# EXERCISE DESCRIPTION:
Repeat exactly, and only, the lines from the line containing "Question. For every instance of the hoop" through the last line of the records below, including both.

** Start **

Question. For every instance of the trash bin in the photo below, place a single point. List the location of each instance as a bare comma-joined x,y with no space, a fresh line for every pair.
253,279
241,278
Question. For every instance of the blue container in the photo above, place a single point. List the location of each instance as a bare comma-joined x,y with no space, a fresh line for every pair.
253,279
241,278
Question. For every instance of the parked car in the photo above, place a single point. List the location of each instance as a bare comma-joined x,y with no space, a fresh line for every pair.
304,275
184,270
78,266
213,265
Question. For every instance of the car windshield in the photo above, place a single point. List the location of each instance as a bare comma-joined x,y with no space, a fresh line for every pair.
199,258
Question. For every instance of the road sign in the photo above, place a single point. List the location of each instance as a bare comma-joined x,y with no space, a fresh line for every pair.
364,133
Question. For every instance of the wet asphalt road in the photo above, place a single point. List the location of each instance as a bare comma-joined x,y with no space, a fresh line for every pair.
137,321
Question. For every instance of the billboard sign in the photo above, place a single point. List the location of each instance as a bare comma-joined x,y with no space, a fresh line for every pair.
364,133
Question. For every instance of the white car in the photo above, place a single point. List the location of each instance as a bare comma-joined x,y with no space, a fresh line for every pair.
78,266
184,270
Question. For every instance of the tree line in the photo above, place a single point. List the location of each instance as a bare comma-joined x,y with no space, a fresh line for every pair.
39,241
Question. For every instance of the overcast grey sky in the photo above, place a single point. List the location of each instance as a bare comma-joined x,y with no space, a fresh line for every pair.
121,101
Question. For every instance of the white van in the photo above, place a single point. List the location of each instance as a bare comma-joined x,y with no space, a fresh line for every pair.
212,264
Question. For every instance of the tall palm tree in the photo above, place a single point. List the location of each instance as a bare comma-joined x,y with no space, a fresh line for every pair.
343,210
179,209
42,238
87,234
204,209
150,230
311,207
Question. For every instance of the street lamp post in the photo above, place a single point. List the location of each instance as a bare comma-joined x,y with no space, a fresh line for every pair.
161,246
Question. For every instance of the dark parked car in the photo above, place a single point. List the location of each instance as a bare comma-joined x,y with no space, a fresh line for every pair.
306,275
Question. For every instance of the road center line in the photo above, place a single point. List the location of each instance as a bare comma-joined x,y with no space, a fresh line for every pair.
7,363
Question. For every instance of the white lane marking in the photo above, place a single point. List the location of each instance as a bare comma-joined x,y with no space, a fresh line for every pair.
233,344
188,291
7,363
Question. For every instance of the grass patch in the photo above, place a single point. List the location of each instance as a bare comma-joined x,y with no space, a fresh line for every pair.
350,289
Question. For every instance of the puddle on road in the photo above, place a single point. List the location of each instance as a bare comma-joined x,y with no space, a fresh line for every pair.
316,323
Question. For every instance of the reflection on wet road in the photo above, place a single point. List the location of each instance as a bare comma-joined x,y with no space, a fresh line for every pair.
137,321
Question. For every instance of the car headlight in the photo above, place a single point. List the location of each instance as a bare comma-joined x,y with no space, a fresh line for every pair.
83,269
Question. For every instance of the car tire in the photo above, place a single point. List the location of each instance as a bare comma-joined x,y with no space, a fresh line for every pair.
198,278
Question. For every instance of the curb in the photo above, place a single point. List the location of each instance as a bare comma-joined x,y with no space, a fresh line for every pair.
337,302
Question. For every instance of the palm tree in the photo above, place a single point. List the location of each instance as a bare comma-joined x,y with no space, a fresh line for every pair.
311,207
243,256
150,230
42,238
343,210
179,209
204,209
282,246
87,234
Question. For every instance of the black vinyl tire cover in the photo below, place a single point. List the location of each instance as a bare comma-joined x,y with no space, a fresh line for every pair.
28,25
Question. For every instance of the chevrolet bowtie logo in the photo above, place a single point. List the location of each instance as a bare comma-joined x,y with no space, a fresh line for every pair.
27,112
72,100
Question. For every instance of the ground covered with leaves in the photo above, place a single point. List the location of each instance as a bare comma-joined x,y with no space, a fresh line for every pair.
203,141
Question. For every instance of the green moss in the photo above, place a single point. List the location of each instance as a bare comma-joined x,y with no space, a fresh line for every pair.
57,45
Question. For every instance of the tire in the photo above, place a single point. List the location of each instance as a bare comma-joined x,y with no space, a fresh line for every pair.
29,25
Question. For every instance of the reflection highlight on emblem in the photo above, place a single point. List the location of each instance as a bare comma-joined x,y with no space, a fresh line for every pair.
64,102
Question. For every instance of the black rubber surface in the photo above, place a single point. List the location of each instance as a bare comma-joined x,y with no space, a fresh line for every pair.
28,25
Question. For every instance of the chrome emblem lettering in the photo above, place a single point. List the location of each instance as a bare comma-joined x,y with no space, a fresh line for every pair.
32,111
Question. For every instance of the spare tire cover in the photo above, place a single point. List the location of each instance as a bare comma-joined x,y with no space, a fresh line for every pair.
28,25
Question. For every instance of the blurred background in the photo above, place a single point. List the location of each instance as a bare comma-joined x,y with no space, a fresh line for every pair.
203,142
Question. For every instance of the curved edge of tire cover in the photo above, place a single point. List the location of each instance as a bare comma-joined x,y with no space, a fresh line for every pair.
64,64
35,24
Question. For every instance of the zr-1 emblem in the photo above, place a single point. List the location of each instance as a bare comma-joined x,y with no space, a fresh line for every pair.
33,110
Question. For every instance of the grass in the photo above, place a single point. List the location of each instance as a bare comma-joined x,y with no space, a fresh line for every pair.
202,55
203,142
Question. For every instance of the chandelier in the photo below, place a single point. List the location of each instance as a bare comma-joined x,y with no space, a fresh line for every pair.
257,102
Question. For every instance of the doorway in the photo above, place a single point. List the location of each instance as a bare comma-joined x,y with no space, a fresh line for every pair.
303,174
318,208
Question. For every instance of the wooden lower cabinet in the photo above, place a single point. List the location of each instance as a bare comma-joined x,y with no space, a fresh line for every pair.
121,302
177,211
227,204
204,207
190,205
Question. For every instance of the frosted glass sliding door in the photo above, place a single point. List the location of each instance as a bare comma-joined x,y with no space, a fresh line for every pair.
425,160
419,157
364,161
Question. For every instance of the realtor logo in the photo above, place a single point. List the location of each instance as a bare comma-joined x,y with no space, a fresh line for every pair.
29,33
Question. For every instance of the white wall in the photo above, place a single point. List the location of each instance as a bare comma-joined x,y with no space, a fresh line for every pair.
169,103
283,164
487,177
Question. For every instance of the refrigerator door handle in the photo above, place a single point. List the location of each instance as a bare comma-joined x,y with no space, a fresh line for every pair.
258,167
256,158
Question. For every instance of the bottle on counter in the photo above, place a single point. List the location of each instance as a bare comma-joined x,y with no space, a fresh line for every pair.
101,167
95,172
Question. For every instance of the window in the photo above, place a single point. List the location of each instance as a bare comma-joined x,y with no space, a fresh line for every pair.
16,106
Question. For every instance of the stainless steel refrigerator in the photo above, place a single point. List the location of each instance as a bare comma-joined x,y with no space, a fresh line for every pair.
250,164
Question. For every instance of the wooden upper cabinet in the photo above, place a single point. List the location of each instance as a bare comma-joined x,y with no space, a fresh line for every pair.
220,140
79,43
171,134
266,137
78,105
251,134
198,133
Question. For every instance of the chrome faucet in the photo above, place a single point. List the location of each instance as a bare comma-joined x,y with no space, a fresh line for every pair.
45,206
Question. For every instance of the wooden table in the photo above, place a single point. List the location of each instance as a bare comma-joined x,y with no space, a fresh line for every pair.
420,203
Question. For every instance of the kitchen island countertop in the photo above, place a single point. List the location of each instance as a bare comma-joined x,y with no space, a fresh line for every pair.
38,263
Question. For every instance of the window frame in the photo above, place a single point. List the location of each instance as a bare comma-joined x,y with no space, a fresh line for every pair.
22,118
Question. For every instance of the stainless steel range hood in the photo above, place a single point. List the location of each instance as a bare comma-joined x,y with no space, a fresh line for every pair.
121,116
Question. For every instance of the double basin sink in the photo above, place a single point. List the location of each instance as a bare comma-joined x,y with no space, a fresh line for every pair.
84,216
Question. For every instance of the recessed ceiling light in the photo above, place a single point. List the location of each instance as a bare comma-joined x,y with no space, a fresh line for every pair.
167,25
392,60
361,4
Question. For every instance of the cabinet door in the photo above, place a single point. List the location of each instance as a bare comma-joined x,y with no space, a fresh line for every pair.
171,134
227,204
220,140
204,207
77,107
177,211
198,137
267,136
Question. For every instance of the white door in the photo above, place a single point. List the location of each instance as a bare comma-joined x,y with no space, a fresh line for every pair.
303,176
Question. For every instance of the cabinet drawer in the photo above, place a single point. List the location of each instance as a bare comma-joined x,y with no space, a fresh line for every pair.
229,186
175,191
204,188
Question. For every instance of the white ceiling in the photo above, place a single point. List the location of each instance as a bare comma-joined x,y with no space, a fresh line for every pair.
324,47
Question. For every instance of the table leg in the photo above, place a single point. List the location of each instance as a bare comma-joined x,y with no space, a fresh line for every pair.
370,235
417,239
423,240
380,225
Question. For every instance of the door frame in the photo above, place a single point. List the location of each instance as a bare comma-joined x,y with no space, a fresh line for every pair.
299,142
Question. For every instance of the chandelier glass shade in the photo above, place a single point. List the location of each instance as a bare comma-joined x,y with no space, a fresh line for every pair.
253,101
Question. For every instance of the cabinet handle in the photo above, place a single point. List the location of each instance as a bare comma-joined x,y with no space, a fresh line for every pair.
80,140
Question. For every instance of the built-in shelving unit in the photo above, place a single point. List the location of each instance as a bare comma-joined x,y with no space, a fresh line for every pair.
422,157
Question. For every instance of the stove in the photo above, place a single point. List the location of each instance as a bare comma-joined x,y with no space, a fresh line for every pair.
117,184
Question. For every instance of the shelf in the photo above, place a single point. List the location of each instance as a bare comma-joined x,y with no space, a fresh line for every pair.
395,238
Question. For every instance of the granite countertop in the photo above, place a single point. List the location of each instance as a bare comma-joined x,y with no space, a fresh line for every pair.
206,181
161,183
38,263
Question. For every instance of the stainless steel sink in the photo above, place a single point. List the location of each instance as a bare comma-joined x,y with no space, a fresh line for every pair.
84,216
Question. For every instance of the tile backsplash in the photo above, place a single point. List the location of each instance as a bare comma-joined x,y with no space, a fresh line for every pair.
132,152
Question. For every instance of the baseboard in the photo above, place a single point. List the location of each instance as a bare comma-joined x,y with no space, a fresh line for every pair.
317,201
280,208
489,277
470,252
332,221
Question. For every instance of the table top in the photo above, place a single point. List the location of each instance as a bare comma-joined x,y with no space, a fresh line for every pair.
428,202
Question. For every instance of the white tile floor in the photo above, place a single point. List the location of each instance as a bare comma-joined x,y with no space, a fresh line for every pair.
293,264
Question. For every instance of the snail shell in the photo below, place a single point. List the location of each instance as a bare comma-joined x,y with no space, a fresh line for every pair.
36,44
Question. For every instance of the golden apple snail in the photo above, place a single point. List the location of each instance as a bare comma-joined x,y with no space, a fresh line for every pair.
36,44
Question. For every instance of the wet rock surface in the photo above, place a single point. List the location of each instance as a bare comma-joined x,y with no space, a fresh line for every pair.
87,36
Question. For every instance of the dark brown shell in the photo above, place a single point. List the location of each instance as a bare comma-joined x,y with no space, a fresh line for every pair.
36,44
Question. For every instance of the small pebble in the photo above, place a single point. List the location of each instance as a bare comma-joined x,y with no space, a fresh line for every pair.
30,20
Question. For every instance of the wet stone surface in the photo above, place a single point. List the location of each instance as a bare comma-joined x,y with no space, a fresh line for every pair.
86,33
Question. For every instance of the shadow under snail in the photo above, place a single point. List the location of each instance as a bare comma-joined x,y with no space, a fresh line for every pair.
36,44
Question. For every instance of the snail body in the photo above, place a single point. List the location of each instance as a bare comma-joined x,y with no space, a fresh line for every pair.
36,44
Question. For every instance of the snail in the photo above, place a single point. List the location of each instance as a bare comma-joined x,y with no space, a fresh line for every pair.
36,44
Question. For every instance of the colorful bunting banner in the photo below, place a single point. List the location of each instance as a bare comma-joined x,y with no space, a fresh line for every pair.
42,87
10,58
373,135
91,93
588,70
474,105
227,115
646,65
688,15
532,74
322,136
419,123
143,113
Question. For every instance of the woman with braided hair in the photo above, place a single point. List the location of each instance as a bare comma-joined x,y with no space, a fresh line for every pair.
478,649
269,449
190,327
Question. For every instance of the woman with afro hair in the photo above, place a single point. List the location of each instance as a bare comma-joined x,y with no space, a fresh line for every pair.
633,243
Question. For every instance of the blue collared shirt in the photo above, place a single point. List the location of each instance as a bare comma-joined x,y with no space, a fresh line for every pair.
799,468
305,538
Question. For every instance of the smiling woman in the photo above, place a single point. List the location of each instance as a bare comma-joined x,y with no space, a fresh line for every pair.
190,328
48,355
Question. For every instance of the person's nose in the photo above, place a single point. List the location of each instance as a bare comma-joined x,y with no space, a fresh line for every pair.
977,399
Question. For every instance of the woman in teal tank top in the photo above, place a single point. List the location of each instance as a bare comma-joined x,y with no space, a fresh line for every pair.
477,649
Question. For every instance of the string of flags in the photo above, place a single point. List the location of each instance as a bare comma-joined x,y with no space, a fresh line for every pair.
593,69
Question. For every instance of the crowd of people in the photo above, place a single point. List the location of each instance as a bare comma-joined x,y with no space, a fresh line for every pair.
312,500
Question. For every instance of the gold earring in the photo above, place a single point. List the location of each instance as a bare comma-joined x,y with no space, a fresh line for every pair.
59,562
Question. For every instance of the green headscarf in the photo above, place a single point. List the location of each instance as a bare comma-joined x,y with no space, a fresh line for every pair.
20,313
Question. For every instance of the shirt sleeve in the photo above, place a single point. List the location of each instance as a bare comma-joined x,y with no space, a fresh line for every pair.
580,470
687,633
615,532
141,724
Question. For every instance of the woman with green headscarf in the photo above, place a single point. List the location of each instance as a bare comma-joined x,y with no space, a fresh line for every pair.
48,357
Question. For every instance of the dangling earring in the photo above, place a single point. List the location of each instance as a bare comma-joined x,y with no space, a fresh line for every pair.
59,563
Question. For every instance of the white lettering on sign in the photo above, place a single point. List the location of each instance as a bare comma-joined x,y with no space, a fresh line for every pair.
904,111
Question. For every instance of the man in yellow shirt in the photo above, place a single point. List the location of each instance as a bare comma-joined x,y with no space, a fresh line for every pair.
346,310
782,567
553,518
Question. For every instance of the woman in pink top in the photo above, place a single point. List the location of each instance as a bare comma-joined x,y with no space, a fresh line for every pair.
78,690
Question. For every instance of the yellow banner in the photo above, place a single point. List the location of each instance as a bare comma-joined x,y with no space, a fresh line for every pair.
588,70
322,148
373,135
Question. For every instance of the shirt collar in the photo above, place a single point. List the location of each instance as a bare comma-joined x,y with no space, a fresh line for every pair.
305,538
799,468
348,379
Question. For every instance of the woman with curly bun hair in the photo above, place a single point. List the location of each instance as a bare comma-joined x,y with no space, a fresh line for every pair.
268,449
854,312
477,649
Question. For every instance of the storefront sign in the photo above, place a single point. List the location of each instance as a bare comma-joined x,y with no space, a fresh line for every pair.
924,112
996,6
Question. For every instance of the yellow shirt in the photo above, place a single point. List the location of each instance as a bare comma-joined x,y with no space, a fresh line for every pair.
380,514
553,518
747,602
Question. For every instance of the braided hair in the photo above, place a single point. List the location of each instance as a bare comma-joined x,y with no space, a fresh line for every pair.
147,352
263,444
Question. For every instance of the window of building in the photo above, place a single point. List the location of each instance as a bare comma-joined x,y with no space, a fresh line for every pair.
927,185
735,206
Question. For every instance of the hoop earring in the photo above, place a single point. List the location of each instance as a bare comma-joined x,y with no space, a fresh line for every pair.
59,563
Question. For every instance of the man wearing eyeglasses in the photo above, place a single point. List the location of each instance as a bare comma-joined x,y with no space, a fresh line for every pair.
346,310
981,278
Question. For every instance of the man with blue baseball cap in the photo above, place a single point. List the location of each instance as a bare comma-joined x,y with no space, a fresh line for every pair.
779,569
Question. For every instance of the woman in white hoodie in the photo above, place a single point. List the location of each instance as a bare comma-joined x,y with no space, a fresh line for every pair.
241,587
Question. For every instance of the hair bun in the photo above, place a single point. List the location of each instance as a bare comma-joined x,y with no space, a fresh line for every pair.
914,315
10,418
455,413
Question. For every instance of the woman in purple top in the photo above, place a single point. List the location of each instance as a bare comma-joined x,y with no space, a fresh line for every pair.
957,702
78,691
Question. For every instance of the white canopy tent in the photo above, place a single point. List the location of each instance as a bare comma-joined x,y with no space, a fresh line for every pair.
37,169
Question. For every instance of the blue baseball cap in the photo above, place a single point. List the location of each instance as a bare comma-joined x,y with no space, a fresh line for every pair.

** End **

# TASK RESPONSE:
Question. For every instance of the hoop earring in the photo above, place a single point. List the location of each instance as a bare comma-joined x,y with no space, a fresh line for every pair.
59,563
Question. For every instance of the man wearing eyeglasses in the photo above, place a single point. List the location of each instance as a bare comma-joined x,y with no space, a fresh line for every pair.
346,310
981,278
Question. For every instance of the man with blue baseball cap in the photo above, place a single point. List the location of each instance as a bare comma-joined x,y with no space, a fresh line for every pair.
779,569
Question. For every instance of the woman in white hoodie in the photo above, place a single point. List the location of each instance as a bare comma-joined x,y with no space, a fresh line for every pair.
241,587
Question. For every instance of the hair bun in the photo above, place a single point. List the location of each instance as a bare comma-joined x,y with no space, a fresh line for every pair.
914,315
10,418
455,413
Question. For every instance of the woman in purple top in the photo above, place a single point. List the location of each instance as a bare comma-joined x,y with no space, a fresh line for every pair.
957,702
78,691
Question. For every instance of the white canopy tent in the photo above, place a single point. List the location of each instance as a bare comma-joined x,y with no space, a fresh line for every pair.
37,169
Question. For every instance of the blue baseball cap in the photo above, place a single point. List the location of each instance as a bare comma-joined x,y with no space, a fresh line for every pair.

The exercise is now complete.